Set problem
Reproduce every line of the data below verbatim, without any changes.

Task input
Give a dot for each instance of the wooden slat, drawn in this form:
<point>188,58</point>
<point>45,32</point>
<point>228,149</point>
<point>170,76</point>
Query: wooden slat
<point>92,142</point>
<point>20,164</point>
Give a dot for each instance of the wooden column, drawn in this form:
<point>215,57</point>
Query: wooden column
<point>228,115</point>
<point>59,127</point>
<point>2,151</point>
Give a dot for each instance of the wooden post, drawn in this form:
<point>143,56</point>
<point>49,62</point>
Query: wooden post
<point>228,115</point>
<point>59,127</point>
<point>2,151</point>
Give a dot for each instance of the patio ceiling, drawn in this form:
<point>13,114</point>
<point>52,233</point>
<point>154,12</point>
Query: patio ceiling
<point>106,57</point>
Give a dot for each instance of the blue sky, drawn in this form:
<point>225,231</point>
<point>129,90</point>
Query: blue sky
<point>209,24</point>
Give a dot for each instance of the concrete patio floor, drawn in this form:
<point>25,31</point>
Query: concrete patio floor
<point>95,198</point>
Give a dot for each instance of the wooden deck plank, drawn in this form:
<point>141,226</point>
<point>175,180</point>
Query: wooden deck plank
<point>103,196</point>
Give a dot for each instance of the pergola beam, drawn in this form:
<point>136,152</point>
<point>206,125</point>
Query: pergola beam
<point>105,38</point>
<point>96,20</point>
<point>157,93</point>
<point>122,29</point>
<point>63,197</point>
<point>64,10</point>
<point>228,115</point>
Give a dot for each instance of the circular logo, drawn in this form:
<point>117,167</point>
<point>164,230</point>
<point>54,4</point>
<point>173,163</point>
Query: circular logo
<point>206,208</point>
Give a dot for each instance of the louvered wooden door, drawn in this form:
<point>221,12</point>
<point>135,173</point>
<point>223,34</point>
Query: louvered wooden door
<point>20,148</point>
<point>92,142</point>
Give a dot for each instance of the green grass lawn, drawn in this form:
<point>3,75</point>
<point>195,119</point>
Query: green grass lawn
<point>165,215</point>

Result of the task
Give a dot for each instance of the wooden slat, drawn in this form:
<point>188,58</point>
<point>45,32</point>
<point>228,149</point>
<point>170,76</point>
Query: wooden slat
<point>92,142</point>
<point>20,164</point>
Give a dot for each instance of the wooden column, drawn in this form:
<point>215,57</point>
Query: wooden column
<point>228,115</point>
<point>59,127</point>
<point>2,151</point>
Give a dot for each instance of the wooden post, drawn in this form:
<point>143,56</point>
<point>49,62</point>
Query: wooden post
<point>228,115</point>
<point>59,127</point>
<point>2,151</point>
Give a dot for each instance of the patio ceiling, drawn in this form:
<point>13,114</point>
<point>52,233</point>
<point>154,12</point>
Query: patio ceiling
<point>106,57</point>
Give a dot for each instance of the blue sky, drawn in this form:
<point>225,231</point>
<point>129,90</point>
Query: blue sky
<point>209,24</point>
Give a dot for each instance of the concrete patio floor, drawn in this form:
<point>25,31</point>
Query: concrete patio floor
<point>95,198</point>
Give a dot for each instance of the wooden deck plank, drawn in this form:
<point>141,226</point>
<point>175,180</point>
Query: wooden deck plank
<point>103,196</point>
Give a dot for each instance of the pergola beam, drawn in this form:
<point>136,152</point>
<point>206,125</point>
Query: pergola beam
<point>105,38</point>
<point>96,20</point>
<point>157,93</point>
<point>122,29</point>
<point>63,197</point>
<point>64,10</point>
<point>228,115</point>
Give a dot for each instance of the circular logo, drawn in this form:
<point>117,167</point>
<point>164,230</point>
<point>54,4</point>
<point>173,163</point>
Query: circular logo
<point>206,208</point>
Give a dot for each instance of the louvered wooden door, drawn in this form:
<point>221,12</point>
<point>135,173</point>
<point>223,34</point>
Query: louvered wooden door
<point>20,148</point>
<point>92,142</point>
Give a dot for each instance of the green grass lawn, drawn in this form:
<point>3,75</point>
<point>195,119</point>
Query: green grass lawn
<point>165,215</point>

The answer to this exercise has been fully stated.